Can you copy these lines verbatim, beginning at the line that contains "subject: shadow on water" and stopping after the line that contains "[[[38,8],[38,0],[18,0],[21,7]]]"?

Data extracted from a collection
..............................

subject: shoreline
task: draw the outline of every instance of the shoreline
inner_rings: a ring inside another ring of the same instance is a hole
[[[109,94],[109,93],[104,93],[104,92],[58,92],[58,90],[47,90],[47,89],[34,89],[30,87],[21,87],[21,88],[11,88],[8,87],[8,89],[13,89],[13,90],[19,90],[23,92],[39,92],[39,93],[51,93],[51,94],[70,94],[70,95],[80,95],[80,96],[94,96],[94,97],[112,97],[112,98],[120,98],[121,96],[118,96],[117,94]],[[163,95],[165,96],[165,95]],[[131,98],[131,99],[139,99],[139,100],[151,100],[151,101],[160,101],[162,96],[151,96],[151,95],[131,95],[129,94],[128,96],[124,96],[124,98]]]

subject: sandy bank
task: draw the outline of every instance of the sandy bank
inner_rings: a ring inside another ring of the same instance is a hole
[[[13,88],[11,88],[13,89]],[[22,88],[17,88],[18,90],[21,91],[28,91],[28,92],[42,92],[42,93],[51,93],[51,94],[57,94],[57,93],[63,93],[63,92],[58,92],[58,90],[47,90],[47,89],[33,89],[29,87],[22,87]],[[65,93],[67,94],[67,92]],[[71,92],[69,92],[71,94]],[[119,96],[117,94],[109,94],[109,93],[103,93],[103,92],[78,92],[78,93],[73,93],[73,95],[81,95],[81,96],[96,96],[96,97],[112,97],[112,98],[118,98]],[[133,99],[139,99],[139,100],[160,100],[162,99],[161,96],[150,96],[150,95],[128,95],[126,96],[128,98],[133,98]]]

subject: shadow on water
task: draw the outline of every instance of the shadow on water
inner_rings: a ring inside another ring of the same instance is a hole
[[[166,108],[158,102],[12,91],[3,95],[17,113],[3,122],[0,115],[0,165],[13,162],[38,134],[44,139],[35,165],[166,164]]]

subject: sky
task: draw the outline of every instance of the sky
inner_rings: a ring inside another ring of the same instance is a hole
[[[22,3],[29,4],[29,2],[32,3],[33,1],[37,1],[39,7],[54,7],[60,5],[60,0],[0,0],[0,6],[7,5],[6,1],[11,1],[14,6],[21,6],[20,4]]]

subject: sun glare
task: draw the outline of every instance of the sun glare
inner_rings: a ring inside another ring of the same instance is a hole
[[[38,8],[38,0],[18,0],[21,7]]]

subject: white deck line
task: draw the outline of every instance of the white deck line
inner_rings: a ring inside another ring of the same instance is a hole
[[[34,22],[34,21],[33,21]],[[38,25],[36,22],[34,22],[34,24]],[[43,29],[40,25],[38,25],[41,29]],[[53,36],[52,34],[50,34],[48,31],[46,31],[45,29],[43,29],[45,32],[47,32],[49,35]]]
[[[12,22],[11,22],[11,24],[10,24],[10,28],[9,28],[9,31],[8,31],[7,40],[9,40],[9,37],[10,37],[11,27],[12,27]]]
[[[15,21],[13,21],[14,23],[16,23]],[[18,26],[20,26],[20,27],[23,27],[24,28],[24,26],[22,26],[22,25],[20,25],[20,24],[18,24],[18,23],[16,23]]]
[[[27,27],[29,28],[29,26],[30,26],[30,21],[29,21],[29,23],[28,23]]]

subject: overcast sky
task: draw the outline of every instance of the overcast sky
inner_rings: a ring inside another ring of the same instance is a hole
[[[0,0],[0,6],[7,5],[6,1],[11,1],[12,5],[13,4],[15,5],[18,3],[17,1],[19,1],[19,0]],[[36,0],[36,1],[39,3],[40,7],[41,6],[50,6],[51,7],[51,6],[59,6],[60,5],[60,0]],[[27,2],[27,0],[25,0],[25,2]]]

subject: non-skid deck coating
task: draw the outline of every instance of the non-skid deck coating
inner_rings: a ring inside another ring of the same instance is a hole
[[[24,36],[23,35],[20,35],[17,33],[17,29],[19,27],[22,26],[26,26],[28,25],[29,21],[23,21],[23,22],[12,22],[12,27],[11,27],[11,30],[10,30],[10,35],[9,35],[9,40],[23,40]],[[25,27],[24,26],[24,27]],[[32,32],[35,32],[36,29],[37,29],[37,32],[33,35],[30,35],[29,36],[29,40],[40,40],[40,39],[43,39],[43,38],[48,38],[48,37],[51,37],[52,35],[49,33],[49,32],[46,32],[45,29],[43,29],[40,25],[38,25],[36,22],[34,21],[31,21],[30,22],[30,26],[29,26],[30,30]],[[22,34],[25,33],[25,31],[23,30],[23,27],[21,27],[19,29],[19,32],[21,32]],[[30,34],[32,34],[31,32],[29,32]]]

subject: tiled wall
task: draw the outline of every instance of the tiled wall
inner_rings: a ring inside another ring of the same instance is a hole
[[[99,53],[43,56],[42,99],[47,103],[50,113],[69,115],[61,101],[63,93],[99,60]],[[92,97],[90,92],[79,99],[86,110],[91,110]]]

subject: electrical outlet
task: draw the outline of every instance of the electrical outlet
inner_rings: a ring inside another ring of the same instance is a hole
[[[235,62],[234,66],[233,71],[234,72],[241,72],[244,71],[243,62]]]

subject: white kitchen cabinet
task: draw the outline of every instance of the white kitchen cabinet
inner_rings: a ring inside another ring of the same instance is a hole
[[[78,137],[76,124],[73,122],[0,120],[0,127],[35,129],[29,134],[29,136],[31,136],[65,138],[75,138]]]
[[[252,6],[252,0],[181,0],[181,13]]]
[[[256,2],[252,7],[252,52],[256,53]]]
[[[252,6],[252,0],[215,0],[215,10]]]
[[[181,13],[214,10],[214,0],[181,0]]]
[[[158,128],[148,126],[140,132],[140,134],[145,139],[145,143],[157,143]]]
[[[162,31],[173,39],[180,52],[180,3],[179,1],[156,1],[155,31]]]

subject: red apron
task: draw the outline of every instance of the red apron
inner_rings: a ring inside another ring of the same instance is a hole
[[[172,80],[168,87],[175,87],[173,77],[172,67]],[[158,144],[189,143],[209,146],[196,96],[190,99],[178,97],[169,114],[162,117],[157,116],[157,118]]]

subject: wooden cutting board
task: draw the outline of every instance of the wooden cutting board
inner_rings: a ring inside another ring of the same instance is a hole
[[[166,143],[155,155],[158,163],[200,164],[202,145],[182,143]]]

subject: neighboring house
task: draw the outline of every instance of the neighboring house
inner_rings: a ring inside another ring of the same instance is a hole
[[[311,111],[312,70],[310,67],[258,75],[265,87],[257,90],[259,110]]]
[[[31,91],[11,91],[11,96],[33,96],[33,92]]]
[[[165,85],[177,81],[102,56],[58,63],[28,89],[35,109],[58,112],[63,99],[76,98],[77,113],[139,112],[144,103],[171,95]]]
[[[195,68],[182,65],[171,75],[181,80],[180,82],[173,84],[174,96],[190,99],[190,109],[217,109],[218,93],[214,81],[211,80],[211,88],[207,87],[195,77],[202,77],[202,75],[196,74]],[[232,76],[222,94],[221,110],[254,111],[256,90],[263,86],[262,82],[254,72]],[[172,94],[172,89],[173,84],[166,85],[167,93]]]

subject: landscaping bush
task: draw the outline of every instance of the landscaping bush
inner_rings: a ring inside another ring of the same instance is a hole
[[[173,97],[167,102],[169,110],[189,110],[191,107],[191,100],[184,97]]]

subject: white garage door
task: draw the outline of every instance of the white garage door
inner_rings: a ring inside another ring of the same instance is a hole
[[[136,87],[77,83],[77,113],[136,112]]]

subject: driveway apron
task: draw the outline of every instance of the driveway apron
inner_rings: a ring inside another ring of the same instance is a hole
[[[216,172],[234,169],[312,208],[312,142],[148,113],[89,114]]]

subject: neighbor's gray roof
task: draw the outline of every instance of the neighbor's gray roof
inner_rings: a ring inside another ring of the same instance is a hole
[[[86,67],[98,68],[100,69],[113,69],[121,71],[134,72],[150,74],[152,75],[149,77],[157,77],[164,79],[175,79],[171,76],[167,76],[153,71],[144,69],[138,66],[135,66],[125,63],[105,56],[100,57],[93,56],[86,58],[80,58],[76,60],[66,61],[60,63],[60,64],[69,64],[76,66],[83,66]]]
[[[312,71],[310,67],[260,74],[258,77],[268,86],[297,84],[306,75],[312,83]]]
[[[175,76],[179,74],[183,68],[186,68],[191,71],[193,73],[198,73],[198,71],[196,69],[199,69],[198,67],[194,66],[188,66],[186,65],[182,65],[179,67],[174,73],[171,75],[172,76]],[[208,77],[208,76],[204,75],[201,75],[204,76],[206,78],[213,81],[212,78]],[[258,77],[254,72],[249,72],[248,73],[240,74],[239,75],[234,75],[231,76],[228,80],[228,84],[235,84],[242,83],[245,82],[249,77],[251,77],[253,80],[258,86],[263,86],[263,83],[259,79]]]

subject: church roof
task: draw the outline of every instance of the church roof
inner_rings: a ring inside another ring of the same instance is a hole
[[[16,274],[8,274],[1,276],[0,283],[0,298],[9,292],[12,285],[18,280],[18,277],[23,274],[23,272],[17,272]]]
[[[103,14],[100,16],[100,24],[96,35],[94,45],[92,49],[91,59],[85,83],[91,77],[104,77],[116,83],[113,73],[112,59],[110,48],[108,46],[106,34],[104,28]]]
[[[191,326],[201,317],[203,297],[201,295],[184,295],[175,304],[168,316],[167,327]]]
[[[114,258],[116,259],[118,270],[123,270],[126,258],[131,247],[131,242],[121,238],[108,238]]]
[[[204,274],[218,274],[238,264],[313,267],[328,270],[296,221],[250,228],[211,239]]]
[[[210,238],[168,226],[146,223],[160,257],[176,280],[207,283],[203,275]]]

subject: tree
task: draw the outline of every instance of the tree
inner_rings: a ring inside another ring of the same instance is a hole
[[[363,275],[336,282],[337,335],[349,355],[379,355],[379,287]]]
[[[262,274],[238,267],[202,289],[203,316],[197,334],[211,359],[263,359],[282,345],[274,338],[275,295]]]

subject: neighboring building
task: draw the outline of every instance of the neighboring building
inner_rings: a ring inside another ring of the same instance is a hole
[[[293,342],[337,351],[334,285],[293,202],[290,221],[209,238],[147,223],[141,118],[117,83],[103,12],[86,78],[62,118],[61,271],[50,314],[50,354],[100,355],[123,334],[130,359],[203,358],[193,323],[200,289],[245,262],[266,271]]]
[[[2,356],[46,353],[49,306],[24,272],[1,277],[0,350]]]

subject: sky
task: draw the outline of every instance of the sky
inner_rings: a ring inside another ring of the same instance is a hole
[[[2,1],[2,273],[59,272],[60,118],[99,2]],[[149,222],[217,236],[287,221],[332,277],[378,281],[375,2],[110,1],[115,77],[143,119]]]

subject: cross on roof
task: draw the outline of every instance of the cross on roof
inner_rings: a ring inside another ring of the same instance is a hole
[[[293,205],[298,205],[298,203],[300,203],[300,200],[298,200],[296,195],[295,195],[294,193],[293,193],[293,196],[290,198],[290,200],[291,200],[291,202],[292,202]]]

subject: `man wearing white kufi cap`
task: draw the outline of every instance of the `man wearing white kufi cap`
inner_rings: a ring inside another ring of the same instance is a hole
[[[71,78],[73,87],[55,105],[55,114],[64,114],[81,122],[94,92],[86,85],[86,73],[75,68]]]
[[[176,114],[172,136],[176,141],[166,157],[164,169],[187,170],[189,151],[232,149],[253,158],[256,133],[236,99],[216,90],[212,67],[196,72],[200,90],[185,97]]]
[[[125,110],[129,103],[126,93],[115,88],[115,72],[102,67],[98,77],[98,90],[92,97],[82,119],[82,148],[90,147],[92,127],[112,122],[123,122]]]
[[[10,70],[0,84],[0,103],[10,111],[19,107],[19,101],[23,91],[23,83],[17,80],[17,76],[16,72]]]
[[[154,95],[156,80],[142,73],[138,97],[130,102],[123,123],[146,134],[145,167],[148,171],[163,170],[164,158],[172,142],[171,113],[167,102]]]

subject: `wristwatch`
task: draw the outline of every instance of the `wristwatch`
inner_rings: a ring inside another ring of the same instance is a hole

..............................

EXERCISE SOLUTION:
subject: shadow on water
task: draw the outline of every instance of the shadow on water
inner_rings: a ring inside another ring of the same instance is a hole
[[[166,108],[158,102],[12,91],[3,95],[17,113],[3,122],[0,115],[0,165],[13,162],[38,134],[44,139],[35,165],[166,164]]]

subject: sky
task: draw the outline of every instance of the sky
inner_rings: a ring inside another ring of the same instance is a hole
[[[22,3],[29,4],[29,2],[32,3],[33,1],[37,1],[39,7],[54,7],[60,5],[60,0],[0,0],[0,6],[7,5],[6,1],[11,1],[14,6],[21,6],[20,4]]]

subject: sun glare
task: draw the outline of every instance of the sun glare
inner_rings: a ring inside another ring of the same instance is a hole
[[[38,8],[38,0],[18,0],[21,7]]]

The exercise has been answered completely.